_本文_.

---

セッション情報 一般演題

タイトル 229:

進行胃癌、閉塞性黄疸に併発した胃蜂窩織炎の一例

演者 柏木 陽一郎(筑豊労災病院 内科)
共同演者 宮嶋 靖士(筑豊労災病院 内科), 荒木 英俊(筑豊労災病院 内科), 福間 道雄(筑豊労災病院 内科), 田中 英二(同 外科), 岡部 正之(同 外科)
抄録 症例は70歳女性、糖尿病にて近医に通院していた。平成13年11月7日頃より発熱、嘔吐、上腹部痛が出現し、11月14日同医を受診したところ、血液検査にて肝胆道系酵素の上昇を認めたため同日当院紹介受診した。WBC 12400/μl、CRP 9.45mg/dlと炎症所見あり、 A LP 2299IU/l、γ- GTP 617IU/l、T.Bil 1.87mg/dl、と胆道系酵素の上昇及び、腹部エコーにて肝内胆管の拡張所見も認めたため、閉塞性黄疸に伴う胆道感染症の診断にて入院加療とした。入院後、絶食、抗生剤投与していたが、経過中貧血の進行及び吐血が出現したため上部消化管内視鏡検査を施行したところ、胃角部から体中部前壁中心のBorrmann 3型胃癌 (病理組織診 poorly differentiated adenocarcinoma)と胃噴門部に2つのやや白色調で粘膜下腫瘍様の隆起を認めた。隆起は非常に柔らかく、鉗子による圧迫で白色膿様物の流出を認め、その膿様物の培養にて緑膿菌と大腸菌が検出された。また、腹部 CT上胃壁の肥厚と胃壁内の低吸収域の所見もあることから、本症例は進行胃癌、閉塞性黄疸に併発した胃蜂窩織炎と診断した。画像上胃癌の胃十二指腸間膜浸潤による閉塞性黄疸と考えられ、低栄養等全身状態不良もあるため保存的治療の方針とした。以後、閉塞性黄疸増悪にてPTCD施行するも全身状態改善せず、入院第42病日に死亡退院された。胃蜂窩織炎の起因菌はα- Streptococcusが約70%を占めるとされており、本症例のように緑膿菌と大腸菌に起因するものは稀である。本症例では閉塞性黄疸に併発していることから胆道感染からの血行性感染と、進行胃癌に由来する胃液酸度低下や栄養状態不良が誘因となったものと考えられた。

---

_自然言語による物体位置特定データ_.
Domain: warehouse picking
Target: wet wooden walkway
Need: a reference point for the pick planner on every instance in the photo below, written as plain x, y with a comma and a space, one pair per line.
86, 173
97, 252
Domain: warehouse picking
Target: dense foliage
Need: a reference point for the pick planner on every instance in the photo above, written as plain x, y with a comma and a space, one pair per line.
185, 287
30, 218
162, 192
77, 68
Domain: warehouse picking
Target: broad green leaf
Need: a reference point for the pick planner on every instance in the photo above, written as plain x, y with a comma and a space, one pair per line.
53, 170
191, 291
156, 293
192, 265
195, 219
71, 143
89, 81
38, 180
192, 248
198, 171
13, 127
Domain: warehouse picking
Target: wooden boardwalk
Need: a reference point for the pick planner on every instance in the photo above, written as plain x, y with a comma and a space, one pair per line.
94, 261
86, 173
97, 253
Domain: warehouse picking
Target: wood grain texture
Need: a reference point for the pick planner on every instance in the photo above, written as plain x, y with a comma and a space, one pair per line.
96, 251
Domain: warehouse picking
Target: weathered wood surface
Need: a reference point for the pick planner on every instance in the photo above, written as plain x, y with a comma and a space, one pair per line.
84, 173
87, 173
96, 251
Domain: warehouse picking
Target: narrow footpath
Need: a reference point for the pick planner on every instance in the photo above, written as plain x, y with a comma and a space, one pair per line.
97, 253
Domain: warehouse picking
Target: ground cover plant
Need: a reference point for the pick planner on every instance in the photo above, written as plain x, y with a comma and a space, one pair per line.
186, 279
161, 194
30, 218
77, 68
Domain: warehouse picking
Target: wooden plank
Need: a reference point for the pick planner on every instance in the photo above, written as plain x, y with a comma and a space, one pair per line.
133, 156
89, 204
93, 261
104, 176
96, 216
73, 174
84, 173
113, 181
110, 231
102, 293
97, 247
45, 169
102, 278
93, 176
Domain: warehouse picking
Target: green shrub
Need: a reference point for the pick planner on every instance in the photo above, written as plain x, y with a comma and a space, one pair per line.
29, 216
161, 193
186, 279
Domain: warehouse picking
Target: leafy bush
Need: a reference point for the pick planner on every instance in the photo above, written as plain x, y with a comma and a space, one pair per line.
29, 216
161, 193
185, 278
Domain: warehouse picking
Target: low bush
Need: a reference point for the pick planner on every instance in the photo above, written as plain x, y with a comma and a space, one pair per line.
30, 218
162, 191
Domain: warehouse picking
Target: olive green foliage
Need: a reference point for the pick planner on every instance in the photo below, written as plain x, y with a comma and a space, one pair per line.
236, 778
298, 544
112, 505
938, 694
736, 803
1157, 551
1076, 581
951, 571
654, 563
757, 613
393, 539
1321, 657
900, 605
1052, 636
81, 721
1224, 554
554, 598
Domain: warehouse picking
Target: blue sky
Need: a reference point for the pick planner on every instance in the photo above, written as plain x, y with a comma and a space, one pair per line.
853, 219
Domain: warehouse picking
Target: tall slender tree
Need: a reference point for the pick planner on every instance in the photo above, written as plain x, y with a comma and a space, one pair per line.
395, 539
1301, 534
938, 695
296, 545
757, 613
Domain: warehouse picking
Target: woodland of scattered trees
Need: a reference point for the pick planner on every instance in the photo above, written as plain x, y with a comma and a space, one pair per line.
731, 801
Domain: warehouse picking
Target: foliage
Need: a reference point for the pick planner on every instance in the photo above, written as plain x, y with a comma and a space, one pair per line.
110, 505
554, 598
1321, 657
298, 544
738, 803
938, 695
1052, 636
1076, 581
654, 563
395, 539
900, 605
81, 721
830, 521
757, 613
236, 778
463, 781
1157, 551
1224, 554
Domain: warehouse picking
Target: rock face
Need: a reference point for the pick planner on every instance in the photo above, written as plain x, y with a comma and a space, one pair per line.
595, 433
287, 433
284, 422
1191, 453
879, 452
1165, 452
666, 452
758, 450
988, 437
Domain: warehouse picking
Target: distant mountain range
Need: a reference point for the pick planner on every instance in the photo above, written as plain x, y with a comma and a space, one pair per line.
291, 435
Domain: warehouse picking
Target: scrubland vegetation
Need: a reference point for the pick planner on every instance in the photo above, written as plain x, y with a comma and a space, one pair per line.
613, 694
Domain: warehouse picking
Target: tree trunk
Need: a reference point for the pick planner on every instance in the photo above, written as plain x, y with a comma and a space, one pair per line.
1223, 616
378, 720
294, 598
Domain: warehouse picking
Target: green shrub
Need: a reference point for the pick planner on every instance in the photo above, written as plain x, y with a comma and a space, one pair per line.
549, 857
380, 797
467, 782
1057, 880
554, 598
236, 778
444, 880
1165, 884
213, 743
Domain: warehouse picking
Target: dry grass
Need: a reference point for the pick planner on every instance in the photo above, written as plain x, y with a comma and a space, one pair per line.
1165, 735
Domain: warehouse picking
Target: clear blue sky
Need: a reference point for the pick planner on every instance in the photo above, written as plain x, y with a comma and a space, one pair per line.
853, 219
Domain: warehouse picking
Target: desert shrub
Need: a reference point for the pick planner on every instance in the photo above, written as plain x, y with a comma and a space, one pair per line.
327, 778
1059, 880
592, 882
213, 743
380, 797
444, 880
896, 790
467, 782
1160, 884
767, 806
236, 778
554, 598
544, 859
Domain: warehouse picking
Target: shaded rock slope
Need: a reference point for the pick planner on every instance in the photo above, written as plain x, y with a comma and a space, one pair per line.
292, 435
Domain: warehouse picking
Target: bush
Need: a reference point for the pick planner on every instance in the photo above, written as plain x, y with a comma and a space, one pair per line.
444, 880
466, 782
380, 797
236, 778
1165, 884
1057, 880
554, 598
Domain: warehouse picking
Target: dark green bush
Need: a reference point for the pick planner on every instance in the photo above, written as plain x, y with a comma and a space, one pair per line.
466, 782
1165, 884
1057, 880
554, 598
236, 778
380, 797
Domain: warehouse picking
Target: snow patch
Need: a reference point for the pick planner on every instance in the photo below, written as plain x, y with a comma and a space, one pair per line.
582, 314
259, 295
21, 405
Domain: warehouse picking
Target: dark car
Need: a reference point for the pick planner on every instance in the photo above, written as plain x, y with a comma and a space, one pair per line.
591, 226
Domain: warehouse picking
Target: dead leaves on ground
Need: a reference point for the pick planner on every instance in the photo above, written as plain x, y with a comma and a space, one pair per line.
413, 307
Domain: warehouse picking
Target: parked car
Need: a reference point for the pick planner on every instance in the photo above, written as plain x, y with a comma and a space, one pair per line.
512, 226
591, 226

---

胃蜂窩織炎の症例報告によると、胃噴門部の隆起から流出した膿様物の培養で検出された菌は何か。

_解答_. 緑膿菌と大腸菌。